> EXERCISE DIRECTIONS:
Copy the material below word for word, leaving out the picture.
☆ ☆ ☆ ☆
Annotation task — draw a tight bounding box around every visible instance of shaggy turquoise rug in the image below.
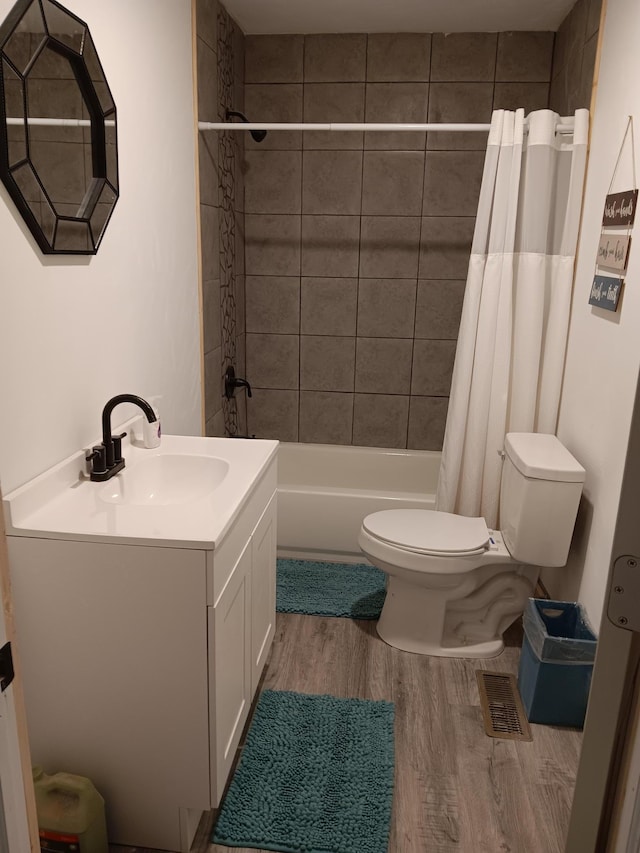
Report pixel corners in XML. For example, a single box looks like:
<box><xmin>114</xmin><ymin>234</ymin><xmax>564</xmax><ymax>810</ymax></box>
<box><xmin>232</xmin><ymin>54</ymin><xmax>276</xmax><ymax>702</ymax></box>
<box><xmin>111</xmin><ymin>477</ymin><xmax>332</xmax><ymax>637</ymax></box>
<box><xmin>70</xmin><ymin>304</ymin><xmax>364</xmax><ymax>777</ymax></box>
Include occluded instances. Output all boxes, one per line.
<box><xmin>212</xmin><ymin>690</ymin><xmax>394</xmax><ymax>853</ymax></box>
<box><xmin>276</xmin><ymin>560</ymin><xmax>386</xmax><ymax>619</ymax></box>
☆ ☆ ☆ ☆
> OUTPUT FOR THIS TASK:
Annotation task — draw a tight bounding box around every visible instance of shaggy turquoise rug in the image below.
Report pixel corners in XML. For example, a single box looks like:
<box><xmin>114</xmin><ymin>234</ymin><xmax>564</xmax><ymax>810</ymax></box>
<box><xmin>232</xmin><ymin>54</ymin><xmax>276</xmax><ymax>702</ymax></box>
<box><xmin>111</xmin><ymin>477</ymin><xmax>332</xmax><ymax>637</ymax></box>
<box><xmin>70</xmin><ymin>304</ymin><xmax>364</xmax><ymax>777</ymax></box>
Include occluded instances. Output all boxes, one per line.
<box><xmin>212</xmin><ymin>690</ymin><xmax>394</xmax><ymax>853</ymax></box>
<box><xmin>276</xmin><ymin>560</ymin><xmax>386</xmax><ymax>619</ymax></box>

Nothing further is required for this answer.